- **Direction**
Identify every line in the records that contains the word "Where", matching case exactly, and copy each such line.

-- START OF Records for this task --

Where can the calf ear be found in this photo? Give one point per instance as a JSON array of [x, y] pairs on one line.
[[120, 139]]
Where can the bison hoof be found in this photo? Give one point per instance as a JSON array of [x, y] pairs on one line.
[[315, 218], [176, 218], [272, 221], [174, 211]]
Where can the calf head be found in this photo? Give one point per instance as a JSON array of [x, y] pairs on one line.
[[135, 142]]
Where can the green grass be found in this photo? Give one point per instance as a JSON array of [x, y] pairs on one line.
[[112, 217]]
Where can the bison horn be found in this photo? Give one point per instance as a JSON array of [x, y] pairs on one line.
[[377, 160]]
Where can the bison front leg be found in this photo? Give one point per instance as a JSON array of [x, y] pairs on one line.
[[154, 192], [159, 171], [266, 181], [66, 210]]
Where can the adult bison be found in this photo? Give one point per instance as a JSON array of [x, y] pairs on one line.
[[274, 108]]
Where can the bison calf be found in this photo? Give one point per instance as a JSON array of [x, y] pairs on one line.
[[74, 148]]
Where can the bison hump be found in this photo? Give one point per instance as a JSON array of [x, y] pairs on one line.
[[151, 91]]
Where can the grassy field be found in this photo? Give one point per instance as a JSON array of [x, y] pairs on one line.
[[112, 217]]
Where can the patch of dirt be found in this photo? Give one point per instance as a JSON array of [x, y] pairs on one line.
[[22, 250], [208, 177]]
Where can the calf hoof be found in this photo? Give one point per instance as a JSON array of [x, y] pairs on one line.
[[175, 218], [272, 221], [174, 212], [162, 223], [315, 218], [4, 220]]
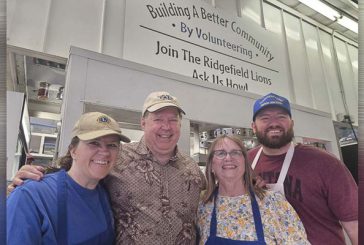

-- END OF Records for this task --

- **Exercise answer**
Where can the calf ear be found in this photo? Give one point per instance as a JSON array of [x, y] pairs on one line.
Where can the bison hoof be found in this photo? Give one point per instance as a JSON array of [x, y] pairs on one line.
Where can the calf head be found in this photo? Give one point per instance as a JSON array of [x, y] pairs on one line.
Where can the green grass be found in this photo? Give one point per instance as a JSON array of [x, y] pairs on one line.
Where can the bison horn be found in this photo? Give one point per instance as a JSON array of [x, y] pairs on one line.
Where can the bison front leg be found in this photo? Give one point per instance as a JSON array of [x, y] pairs on one line.
Where can the adult bison be found in this photo? Give one point per instance as a JSON array of [x, y] pairs on one line.
Where can the bison calf be found in this photo? Give one point per instance as a JSON array of [x, y] pairs on one line.
Where can the bison hump be found in this photo? Give one point per instance as a JSON array of [x, y] pairs on one line.
Where can the grassy field be found in this photo? Give one point per instance as a JSON array of [x, y] pairs on one line.
Where can the patch of dirt be found in this photo? Give one point per instance as a JSON array of [x, y] pairs on one line.
Where can the calf hoof be found in this photo? Give one point per instance as a JSON array of [x, y] pairs on one line.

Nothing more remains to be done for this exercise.